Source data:
○ ○ ○ ○ ○ ○ ○

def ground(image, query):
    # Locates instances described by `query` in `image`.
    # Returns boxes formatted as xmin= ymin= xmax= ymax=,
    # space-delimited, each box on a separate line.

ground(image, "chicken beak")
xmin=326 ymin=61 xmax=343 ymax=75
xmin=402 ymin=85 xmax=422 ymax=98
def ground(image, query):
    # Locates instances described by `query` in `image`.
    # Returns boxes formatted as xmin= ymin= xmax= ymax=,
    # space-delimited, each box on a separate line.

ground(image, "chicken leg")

○ ○ ○ ○ ○ ○ ○

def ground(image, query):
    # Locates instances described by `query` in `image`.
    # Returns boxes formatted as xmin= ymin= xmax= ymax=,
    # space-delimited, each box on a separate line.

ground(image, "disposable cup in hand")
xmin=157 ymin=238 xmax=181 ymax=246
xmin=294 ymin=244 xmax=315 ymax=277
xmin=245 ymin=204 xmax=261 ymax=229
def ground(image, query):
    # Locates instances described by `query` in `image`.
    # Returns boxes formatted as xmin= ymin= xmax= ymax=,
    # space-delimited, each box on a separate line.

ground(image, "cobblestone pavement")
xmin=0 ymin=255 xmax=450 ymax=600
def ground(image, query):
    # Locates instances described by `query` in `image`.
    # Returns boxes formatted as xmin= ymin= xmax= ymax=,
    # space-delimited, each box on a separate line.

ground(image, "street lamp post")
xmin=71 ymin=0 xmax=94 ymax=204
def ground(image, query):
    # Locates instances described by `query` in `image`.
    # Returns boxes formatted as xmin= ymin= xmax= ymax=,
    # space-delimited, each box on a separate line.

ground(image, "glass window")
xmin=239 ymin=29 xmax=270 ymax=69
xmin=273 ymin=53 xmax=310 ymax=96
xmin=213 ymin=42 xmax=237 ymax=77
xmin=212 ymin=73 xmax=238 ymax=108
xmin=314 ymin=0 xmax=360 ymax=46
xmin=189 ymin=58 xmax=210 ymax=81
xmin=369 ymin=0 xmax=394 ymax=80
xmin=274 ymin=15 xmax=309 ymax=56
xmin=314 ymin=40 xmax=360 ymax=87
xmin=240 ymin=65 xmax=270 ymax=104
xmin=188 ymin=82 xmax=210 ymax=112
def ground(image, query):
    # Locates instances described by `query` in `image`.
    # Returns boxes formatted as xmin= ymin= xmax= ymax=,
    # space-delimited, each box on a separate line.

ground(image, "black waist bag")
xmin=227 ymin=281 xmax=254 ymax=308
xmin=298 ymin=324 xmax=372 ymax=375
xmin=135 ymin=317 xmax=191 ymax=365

○ ○ ○ ○ ○ ○ ○

What you should do:
Show each line above that contains the word "chicken", copying every such line in full. Matching is case-sensitive.

Exercise solution:
ground(image, "chicken beak")
ground(image, "chicken leg")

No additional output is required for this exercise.